__Article__
____

Within 90 days of taking command, Lee had run McClellan off the
Peninsula, defeated Pope at Second Manassas, and the battle lines had
moved from 6 miles outside Richmond, to 20 miles outside Washington.
Instead of a quick end to the war that the Peninsula Campaign had
promised in its early stages, the war would go on for almost another 3
years and claim a half million more lives. He then invaded Maryland,
hoping to replenish his supplies and possibly influence the Northern
elections to fall in favor of ending the war. McClellan's men recovered
a lost order that revealed Lee's plans. McClellan always exaggerated
Lee's forces, but now he knew the Confederate army was divided and
could be destroyed by an all-out attack at Antietam. Yet McClellan was too slow in moving, not realizing Lee had been
informed by a spy that McClellan had the plans. Lee urgently recalled Stonewall Jackson and
in the bloodiest day of the war, Lee withstood the Union assaults. He
withdrew his battered army back to Virginia while President Abraham Lincoln used the reverse as sufficient pretext to announce the Emancipation Proclamation to put the Confederacy on the diplomatic and moral defensive. Disappointed by McClellan's failure to destroy Lee's army, Lincoln named Ambrose Burnside as commander of the Army of the Potomac. Burnside ordered an attack across the Rappahannock River at Fredericksburg.

____

__What to work on__
a) Transcribe the passage on Lee's campaigns verbatim, everything from "Within 90 days" down to "miles outside Washington.".
b) In the passage on Lee's campaigns, whom did Lincoln name as commander of the Army of the Potomac?
c) List every person named in the passage on Lee's campaigns.

__Data lines__

____

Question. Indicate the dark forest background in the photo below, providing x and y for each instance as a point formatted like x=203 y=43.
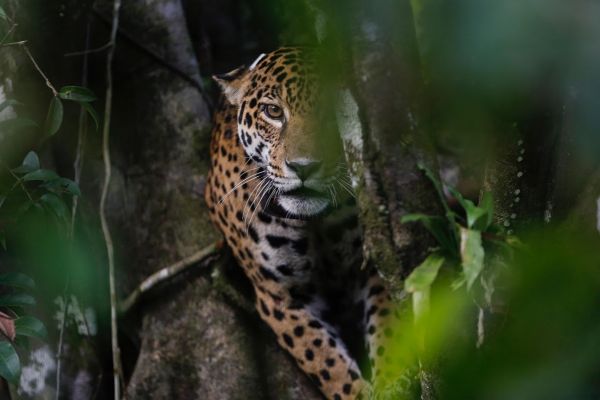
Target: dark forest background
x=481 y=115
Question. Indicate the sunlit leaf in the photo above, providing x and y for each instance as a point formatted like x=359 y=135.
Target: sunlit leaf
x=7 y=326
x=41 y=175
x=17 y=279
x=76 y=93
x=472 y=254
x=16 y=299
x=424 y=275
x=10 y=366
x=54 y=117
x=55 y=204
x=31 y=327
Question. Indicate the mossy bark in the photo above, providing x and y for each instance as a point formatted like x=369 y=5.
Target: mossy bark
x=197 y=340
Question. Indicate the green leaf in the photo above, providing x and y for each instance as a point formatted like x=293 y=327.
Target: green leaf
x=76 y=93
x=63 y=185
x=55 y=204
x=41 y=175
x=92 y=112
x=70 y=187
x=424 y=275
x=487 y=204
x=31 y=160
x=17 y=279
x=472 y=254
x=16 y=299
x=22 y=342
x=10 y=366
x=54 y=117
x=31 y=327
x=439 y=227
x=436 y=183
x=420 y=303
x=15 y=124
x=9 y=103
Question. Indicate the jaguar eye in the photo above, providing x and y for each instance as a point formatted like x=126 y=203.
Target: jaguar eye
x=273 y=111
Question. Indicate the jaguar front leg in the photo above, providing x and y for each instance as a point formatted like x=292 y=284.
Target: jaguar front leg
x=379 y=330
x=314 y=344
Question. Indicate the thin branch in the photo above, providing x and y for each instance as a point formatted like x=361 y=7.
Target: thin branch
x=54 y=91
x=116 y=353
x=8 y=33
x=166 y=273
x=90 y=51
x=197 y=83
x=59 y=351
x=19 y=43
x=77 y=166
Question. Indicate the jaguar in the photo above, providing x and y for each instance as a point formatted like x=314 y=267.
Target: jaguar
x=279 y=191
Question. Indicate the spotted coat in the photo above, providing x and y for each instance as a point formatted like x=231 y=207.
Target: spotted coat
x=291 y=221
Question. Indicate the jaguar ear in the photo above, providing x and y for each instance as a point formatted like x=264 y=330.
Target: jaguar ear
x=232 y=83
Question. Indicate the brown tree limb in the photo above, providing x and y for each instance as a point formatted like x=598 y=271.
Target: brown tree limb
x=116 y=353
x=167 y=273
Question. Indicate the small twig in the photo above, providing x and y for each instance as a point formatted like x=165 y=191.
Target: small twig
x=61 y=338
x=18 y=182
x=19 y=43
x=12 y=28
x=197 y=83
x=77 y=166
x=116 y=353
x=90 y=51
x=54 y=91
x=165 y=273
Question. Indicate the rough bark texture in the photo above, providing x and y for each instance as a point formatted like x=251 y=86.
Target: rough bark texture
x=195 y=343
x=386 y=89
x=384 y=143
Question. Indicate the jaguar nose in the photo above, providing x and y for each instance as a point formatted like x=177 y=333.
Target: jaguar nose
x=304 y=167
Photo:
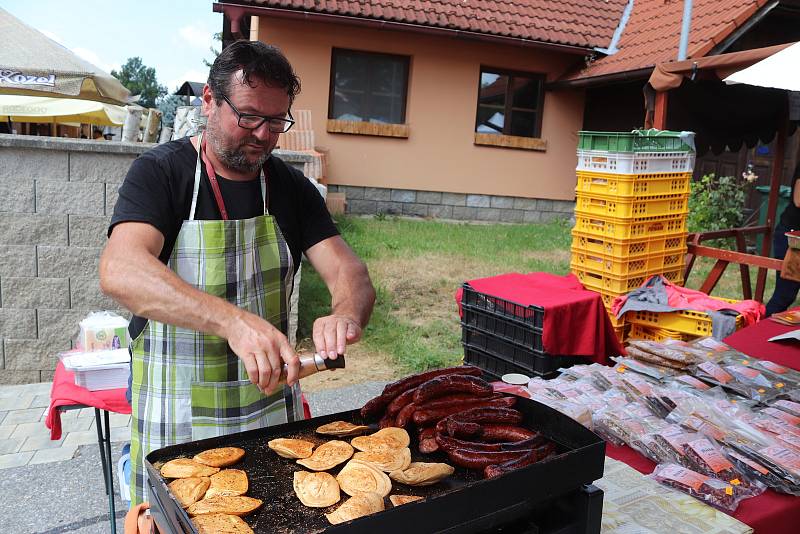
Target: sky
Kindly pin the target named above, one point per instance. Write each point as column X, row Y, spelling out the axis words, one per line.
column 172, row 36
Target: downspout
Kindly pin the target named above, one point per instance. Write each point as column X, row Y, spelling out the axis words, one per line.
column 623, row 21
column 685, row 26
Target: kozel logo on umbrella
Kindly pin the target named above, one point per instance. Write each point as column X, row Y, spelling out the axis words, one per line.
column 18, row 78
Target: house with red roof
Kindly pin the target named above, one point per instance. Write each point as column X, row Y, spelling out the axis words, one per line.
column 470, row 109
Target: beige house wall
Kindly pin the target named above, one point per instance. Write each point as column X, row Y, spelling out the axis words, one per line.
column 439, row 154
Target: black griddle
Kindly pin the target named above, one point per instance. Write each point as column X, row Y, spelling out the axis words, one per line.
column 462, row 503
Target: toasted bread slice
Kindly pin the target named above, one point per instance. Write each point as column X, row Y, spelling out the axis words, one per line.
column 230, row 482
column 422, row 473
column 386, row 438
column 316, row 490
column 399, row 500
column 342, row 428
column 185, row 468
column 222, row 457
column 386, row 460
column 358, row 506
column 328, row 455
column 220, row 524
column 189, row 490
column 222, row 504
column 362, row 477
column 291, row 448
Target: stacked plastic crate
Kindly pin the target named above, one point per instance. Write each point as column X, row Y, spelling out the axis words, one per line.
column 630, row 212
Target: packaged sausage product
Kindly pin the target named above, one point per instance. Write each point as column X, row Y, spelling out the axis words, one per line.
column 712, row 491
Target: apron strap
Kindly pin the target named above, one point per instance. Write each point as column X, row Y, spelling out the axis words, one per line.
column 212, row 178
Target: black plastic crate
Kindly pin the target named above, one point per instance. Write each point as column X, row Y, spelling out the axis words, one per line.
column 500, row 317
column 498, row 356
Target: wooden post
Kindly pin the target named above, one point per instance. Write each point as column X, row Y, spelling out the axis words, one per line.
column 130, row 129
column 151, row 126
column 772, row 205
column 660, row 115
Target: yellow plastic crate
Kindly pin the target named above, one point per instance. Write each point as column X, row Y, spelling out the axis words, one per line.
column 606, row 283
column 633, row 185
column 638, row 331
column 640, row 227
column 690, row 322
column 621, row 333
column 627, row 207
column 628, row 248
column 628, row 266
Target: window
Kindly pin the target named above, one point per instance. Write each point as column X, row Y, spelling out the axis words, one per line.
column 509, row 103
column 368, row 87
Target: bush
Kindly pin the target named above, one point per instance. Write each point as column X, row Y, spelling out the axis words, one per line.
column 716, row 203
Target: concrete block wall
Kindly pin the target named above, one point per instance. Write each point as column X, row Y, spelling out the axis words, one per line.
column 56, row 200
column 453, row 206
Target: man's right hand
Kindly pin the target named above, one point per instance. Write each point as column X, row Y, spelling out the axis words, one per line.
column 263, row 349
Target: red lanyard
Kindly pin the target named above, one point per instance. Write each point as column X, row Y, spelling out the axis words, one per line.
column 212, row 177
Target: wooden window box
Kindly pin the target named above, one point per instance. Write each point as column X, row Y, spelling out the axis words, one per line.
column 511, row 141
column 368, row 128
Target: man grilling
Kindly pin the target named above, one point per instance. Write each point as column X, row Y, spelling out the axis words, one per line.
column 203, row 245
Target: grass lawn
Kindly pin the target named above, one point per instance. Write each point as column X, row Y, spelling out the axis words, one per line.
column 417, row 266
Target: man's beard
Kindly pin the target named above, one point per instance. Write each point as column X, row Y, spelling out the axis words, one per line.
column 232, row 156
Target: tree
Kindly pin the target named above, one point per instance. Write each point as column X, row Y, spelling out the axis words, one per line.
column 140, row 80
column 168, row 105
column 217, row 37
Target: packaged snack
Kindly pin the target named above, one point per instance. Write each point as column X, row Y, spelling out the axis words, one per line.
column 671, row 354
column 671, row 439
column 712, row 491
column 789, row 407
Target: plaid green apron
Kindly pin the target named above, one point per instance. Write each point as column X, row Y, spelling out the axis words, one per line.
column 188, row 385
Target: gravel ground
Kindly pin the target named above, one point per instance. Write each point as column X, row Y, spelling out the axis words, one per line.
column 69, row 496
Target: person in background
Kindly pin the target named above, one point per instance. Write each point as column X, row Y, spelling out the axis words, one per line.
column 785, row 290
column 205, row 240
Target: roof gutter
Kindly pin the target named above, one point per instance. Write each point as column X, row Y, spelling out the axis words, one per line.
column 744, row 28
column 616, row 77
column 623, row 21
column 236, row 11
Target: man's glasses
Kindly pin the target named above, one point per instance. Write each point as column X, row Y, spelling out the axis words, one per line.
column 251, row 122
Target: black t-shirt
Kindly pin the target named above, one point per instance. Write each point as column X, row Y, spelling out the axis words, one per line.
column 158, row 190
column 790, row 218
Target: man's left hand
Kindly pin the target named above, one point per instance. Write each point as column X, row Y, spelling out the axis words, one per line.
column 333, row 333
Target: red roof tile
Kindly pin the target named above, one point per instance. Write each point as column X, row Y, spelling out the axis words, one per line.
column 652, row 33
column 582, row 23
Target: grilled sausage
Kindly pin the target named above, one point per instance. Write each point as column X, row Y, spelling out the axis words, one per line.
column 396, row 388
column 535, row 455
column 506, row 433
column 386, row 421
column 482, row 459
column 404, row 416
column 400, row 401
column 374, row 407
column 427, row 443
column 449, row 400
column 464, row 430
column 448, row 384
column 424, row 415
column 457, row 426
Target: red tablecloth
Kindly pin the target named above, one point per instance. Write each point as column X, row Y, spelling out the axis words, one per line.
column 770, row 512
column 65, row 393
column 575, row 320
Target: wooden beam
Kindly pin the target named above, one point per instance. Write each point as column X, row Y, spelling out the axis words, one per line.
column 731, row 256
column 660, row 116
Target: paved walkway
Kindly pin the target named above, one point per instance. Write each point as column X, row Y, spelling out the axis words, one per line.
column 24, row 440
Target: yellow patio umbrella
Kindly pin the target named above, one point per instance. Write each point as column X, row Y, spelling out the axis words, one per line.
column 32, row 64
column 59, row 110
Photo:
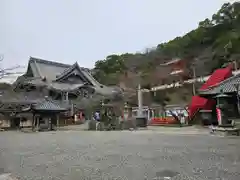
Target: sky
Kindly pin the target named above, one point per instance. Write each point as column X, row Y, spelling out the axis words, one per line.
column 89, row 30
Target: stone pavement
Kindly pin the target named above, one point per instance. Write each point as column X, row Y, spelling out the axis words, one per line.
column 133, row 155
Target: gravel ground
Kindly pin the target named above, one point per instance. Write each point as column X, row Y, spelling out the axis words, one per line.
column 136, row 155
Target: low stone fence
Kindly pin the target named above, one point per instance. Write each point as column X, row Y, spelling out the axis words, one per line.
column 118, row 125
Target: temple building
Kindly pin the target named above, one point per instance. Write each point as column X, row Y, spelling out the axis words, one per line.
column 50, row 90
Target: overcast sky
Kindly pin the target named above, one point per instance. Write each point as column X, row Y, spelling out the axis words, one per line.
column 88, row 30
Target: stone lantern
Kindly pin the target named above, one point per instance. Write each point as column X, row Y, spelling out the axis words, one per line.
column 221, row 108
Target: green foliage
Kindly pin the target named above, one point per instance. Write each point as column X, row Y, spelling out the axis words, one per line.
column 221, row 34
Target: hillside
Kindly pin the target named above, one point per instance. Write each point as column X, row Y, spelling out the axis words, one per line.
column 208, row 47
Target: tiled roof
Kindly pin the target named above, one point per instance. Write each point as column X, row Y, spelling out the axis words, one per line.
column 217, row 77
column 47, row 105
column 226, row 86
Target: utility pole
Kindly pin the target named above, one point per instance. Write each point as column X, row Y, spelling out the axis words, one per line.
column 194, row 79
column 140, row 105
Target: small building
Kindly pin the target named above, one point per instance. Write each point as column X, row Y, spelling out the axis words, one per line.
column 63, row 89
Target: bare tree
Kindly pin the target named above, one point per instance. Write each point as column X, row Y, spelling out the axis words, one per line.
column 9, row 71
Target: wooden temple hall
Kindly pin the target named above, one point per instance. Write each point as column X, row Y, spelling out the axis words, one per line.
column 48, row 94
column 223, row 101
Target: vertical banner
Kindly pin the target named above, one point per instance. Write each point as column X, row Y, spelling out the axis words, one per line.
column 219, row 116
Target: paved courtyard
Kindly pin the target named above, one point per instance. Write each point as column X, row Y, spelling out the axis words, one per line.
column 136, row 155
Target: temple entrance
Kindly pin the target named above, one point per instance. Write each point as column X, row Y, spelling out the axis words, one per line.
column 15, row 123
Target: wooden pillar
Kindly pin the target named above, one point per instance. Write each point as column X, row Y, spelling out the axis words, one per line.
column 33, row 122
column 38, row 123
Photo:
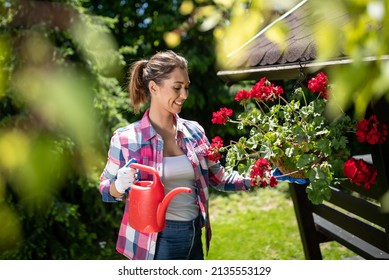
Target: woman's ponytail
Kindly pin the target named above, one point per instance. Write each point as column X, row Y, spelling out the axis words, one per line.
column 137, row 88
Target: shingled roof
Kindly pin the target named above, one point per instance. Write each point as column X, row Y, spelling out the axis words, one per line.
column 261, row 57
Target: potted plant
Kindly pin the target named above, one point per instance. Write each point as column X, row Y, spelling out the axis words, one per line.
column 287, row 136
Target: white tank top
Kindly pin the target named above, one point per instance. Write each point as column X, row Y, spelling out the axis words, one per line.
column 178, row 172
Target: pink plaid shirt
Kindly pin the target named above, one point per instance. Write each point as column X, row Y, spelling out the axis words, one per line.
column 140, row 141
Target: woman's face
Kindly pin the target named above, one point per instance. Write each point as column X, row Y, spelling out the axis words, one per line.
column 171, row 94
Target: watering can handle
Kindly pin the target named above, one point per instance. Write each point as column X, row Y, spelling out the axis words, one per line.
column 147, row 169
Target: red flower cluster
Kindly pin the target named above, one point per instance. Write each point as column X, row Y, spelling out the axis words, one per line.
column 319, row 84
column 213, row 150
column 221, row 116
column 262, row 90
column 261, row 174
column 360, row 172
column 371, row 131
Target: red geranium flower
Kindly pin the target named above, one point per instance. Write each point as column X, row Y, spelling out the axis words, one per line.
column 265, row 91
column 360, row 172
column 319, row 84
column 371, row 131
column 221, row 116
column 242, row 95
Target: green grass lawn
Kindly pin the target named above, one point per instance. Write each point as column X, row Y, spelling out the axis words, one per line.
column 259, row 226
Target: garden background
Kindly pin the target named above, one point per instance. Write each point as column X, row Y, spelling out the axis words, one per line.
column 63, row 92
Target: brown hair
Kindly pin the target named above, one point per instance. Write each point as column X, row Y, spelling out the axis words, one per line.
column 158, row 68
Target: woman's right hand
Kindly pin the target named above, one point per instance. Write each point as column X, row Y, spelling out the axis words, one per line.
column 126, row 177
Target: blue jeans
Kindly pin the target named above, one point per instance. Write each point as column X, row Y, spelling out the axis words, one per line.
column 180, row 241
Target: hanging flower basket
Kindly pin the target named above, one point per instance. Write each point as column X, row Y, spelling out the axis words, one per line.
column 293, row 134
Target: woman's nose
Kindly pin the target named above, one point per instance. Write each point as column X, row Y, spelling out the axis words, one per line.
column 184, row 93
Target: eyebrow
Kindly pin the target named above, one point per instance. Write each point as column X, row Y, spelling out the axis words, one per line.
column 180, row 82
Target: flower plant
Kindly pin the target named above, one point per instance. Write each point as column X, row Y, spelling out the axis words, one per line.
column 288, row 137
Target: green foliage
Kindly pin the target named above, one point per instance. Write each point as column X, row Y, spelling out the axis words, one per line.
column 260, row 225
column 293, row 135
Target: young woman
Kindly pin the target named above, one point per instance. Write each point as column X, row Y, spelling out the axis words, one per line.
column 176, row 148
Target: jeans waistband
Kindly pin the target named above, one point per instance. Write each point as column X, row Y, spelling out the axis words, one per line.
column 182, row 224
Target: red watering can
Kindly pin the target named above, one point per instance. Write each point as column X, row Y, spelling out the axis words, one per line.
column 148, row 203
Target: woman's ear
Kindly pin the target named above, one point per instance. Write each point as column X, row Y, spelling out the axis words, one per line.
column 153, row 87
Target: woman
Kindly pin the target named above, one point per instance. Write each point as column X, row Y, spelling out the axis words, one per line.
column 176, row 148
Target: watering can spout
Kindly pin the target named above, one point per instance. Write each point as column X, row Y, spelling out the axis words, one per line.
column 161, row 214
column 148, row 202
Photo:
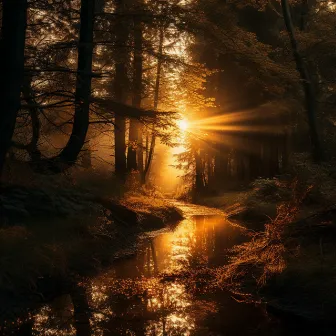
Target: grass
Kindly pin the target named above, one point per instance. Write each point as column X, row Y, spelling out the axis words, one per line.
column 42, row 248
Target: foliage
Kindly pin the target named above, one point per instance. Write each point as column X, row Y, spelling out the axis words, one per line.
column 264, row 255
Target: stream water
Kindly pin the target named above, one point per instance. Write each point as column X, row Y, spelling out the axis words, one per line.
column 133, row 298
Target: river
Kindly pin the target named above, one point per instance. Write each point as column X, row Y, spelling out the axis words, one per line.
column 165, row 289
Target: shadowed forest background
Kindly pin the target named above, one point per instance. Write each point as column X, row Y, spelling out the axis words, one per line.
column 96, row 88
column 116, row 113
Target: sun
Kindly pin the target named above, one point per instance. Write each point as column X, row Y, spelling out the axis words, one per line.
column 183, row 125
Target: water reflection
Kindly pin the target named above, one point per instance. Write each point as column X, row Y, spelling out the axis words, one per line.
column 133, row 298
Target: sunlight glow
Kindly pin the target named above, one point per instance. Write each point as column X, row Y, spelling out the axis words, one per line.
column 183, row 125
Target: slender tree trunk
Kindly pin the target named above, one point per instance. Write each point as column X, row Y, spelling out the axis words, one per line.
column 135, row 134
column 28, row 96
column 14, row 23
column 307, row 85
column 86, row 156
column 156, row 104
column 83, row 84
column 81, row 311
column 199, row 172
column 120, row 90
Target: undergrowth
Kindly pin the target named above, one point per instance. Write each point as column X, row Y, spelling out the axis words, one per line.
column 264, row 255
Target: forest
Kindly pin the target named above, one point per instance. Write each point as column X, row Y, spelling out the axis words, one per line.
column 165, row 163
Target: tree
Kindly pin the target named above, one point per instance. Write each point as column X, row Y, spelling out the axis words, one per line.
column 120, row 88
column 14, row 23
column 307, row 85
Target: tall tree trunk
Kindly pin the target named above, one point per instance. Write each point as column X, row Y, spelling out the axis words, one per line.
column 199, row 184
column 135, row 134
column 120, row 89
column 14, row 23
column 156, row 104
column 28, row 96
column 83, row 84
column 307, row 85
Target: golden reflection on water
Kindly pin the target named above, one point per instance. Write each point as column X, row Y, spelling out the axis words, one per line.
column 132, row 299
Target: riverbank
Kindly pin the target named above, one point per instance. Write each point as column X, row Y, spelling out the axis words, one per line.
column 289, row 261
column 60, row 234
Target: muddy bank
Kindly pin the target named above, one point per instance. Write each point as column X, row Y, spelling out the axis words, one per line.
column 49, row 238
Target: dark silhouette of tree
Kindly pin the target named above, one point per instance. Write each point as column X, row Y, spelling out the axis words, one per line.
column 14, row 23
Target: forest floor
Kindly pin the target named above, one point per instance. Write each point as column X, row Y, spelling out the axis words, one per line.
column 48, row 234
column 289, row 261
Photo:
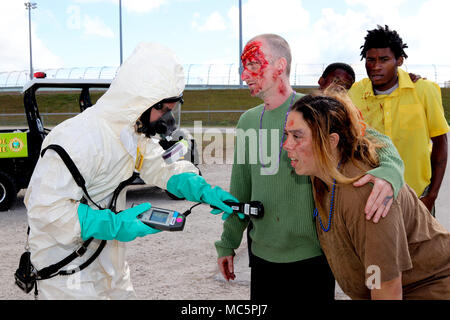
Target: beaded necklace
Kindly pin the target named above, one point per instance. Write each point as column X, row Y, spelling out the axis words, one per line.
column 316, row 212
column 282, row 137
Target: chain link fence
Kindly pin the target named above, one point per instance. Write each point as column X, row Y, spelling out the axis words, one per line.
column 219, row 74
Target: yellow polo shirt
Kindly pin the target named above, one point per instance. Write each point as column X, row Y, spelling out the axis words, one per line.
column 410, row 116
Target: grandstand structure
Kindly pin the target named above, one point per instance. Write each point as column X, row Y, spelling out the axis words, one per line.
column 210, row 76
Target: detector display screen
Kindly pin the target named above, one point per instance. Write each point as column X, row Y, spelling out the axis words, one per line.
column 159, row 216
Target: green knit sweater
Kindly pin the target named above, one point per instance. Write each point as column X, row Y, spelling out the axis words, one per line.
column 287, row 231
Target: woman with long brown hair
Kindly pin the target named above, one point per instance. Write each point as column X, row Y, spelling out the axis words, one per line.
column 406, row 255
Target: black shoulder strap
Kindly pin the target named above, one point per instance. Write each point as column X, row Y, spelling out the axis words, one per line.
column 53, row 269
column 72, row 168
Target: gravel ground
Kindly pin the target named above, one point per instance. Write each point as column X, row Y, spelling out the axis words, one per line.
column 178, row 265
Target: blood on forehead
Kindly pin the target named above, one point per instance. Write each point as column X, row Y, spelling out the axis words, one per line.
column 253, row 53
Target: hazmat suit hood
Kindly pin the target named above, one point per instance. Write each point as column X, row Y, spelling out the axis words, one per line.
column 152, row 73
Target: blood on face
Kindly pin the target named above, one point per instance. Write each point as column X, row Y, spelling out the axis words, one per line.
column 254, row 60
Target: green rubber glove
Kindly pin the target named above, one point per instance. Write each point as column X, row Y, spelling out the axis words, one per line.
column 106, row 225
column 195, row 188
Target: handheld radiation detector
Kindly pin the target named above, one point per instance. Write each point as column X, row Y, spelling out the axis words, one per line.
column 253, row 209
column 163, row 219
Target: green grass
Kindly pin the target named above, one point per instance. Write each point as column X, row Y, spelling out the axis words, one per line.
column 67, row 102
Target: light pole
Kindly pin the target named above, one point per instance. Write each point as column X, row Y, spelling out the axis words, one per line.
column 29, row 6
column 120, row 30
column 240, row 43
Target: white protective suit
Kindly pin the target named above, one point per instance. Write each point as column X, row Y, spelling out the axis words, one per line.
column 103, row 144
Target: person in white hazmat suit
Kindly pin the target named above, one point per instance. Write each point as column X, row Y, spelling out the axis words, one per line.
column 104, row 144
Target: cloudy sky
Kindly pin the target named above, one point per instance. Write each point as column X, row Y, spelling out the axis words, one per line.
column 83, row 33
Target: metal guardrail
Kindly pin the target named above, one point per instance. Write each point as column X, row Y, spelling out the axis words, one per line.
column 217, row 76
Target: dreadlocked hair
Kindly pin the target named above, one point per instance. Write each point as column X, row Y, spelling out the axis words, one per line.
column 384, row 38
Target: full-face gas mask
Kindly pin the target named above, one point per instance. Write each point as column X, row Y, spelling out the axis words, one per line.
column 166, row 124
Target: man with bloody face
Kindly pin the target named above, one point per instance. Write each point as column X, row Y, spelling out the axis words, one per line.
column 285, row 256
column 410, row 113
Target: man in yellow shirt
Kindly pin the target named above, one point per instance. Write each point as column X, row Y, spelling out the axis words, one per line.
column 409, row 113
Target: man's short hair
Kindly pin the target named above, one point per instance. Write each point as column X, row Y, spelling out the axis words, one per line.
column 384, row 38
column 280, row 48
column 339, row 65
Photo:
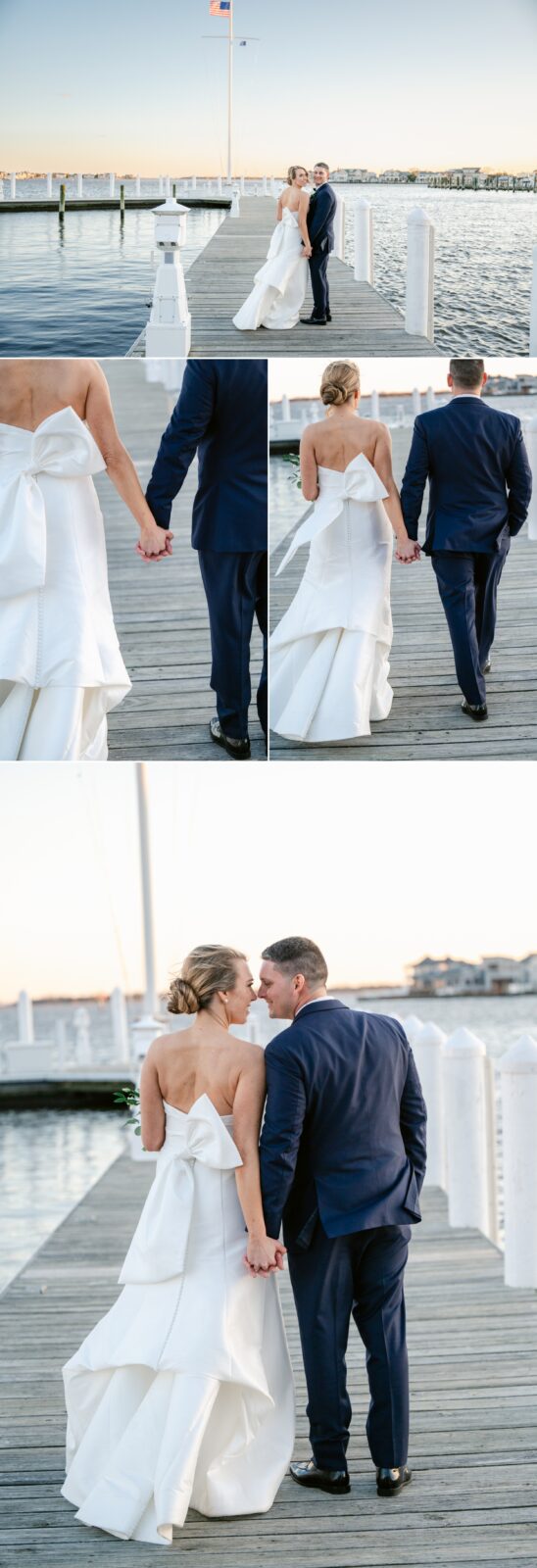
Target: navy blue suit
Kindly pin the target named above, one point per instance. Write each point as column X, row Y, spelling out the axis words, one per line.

____

__Answers given__
a)
Within 90 days of taking command, Lee had run McClellan off the
Peninsula, defeated Pope at Second Manassas, and the battle lines had
moved from 6 miles outside Richmond, to 20 miles outside Washington.

b) Ambrose Burnside.

c)
Lee
McClellan
Pope
Stonewall Jackson
Abraham Lincoln
Ambrose Burnside